_EXERCISE REQUIREMENTS_
Put the lines into a numbered list, leaving out any blank lines. Start at the line that has "We need you to process the image above and detect grey" and stop after the line that has "[185,269,234,302]", including both of those lines.

"""

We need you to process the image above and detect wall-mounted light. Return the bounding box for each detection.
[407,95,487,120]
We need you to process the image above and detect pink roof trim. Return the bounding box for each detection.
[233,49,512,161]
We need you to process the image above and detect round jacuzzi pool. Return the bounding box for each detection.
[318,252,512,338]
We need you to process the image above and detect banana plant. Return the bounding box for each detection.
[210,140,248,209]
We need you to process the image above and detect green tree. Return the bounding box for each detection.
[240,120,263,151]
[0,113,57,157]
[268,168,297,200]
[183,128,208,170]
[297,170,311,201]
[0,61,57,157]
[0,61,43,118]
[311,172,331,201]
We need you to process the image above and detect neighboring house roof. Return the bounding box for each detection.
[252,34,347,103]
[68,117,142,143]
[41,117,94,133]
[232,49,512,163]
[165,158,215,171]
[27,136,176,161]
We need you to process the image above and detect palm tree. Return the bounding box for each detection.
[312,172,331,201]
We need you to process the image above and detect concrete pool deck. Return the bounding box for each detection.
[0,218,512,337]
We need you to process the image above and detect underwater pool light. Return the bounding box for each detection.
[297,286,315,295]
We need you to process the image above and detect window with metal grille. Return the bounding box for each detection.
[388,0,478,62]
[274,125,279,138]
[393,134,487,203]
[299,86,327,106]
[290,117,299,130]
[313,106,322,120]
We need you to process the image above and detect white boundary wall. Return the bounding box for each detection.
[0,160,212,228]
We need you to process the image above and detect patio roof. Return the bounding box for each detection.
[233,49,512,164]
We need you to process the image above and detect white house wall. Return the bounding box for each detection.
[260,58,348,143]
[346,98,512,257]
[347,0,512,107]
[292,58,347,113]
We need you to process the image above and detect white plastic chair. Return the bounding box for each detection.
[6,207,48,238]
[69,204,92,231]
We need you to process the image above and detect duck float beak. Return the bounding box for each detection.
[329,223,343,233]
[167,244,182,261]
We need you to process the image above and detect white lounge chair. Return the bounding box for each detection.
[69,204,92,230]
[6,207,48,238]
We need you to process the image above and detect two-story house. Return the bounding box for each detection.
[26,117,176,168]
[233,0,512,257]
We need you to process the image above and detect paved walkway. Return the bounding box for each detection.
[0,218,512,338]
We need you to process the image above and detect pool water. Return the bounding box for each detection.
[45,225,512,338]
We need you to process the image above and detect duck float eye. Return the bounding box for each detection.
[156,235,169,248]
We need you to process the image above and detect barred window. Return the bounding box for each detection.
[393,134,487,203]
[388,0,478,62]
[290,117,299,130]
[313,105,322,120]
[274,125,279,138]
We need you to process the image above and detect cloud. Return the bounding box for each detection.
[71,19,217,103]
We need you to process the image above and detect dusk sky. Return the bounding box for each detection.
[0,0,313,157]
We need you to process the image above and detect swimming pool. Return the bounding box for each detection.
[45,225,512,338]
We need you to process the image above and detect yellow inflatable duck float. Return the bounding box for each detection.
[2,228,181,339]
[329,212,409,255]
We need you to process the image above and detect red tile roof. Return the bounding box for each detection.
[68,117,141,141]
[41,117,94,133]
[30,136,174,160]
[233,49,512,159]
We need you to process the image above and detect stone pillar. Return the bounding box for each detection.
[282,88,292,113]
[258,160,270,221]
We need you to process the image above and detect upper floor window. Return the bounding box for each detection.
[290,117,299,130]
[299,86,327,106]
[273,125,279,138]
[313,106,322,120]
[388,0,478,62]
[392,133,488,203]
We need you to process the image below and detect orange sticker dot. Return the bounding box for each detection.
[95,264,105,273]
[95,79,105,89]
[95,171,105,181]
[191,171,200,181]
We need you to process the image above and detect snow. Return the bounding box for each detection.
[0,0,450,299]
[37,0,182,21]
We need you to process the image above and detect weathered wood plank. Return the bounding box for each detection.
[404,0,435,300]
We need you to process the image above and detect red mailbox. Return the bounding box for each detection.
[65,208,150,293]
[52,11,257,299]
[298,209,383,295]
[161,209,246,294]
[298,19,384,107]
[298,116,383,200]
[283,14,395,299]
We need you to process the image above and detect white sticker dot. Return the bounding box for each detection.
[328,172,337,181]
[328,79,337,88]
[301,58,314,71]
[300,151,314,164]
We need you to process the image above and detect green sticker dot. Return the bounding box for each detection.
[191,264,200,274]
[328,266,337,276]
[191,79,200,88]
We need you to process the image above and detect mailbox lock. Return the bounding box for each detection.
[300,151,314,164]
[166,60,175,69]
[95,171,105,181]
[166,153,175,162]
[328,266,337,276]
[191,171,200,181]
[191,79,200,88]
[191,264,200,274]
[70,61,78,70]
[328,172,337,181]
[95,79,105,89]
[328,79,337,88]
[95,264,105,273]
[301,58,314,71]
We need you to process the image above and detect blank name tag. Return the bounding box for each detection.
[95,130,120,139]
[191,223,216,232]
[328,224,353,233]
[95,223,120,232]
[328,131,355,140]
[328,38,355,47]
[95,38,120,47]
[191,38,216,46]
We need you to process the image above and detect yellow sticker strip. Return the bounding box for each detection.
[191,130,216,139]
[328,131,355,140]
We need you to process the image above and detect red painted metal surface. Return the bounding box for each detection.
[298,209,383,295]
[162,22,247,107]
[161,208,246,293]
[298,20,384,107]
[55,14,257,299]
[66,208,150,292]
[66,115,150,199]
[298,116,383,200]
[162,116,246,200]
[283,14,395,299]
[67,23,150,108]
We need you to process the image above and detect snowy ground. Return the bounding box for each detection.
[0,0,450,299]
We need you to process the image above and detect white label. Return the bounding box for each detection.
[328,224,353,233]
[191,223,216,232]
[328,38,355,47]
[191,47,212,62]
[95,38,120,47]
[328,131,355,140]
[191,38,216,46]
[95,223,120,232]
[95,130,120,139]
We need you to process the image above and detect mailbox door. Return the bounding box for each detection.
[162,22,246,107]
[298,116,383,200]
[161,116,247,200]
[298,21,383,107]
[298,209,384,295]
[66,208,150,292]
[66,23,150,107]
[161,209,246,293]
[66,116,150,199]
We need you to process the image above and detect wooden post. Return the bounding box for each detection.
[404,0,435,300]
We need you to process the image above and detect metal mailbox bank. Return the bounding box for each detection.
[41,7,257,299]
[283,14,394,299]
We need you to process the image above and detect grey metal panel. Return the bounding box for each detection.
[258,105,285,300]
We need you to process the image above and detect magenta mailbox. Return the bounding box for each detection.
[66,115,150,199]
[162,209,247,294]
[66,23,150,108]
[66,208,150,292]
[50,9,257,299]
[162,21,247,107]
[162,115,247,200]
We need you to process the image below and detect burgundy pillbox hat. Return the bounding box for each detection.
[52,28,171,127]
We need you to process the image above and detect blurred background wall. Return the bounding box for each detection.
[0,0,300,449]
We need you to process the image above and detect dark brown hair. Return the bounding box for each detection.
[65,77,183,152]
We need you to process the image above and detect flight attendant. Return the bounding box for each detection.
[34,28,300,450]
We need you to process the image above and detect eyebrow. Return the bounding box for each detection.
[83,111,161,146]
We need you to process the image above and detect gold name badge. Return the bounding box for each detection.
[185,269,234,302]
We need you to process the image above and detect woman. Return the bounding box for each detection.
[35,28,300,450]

"""
"""

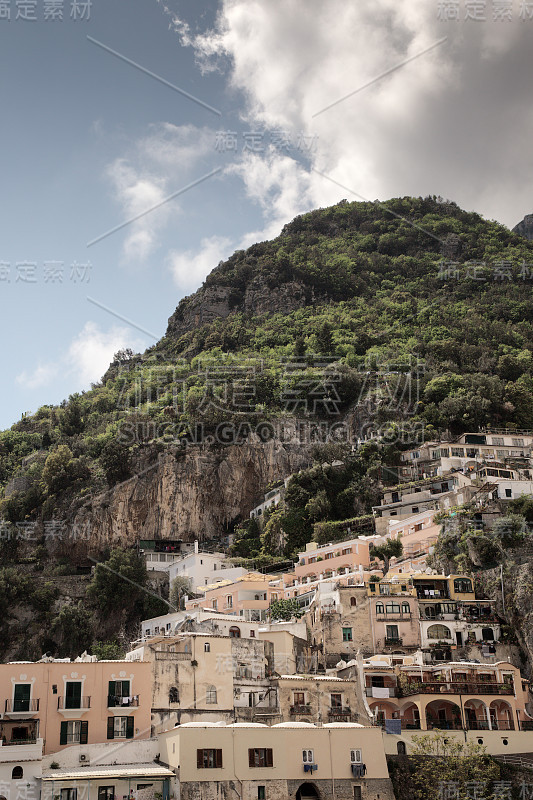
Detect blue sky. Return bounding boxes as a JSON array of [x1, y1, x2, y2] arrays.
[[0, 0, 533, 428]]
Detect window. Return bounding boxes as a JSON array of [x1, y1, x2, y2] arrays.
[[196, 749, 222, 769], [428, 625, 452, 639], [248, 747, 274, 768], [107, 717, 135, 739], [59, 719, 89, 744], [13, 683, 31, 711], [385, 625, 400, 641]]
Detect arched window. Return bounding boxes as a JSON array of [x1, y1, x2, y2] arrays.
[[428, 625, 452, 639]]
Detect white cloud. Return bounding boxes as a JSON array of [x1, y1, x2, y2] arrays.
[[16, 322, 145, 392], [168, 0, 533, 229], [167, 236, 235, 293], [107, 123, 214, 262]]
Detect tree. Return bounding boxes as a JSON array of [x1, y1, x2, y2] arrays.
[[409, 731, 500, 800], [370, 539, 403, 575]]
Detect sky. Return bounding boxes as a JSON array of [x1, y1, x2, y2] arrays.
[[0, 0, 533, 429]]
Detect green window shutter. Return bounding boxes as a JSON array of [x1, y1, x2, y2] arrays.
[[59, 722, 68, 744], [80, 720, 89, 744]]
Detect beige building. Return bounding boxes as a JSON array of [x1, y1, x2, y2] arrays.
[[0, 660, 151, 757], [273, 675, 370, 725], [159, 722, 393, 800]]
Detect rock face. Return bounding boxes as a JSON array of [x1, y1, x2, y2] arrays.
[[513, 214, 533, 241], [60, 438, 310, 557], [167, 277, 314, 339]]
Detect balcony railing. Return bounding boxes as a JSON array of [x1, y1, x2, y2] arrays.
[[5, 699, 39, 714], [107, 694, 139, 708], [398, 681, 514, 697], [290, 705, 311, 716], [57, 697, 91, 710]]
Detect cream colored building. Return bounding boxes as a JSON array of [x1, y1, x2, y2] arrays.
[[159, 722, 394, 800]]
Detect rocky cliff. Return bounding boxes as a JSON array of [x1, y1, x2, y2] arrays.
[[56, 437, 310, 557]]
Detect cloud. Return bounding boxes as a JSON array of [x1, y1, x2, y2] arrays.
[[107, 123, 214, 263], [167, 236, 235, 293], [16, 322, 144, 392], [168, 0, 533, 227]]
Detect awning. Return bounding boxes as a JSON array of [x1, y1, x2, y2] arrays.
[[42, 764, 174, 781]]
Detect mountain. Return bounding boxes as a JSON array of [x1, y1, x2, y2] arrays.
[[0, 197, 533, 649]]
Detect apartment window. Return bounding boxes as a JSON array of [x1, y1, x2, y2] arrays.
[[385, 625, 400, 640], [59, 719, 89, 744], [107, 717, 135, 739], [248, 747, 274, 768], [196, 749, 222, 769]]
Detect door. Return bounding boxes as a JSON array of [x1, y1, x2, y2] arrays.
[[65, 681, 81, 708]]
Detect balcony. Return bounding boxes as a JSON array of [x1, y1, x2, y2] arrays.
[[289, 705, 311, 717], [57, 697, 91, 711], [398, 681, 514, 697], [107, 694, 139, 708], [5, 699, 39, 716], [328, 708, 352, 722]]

"""

_RESULT BELOW_
1. We need you to process the image above and detect grey metal panel. Return the bounding box for each detection.
2. [258,105,285,300]
3. We need you to process the image above and detect magenta mailbox. Return the bounding box for each detection.
4. [66,115,150,199]
5. [162,209,247,294]
6. [66,23,150,108]
7. [66,208,150,292]
8. [50,9,257,299]
9. [162,21,247,107]
10. [162,115,247,200]
11. We need you to process the image below and detect burgundy pillbox hat. Return the bounding box for each detection.
12. [52,28,171,127]
13. We need you to process the image above and detect blurred background wall. Return the bounding box for each detection.
14. [0,0,300,449]
15. We need you to process the image above and detect dark brown hair. Return the bounding box for each detection.
16. [65,77,183,152]
17. We need you to process the image above and detect flight attendant. Return the bounding box for each detection.
18. [34,28,300,450]
19. We need you to process the image above and detect eyebrow. Return the bounding box for each detection.
20. [83,111,161,146]
21. We need you to process the image above and detect gold name badge. Return the bounding box for each detection.
22. [185,269,234,302]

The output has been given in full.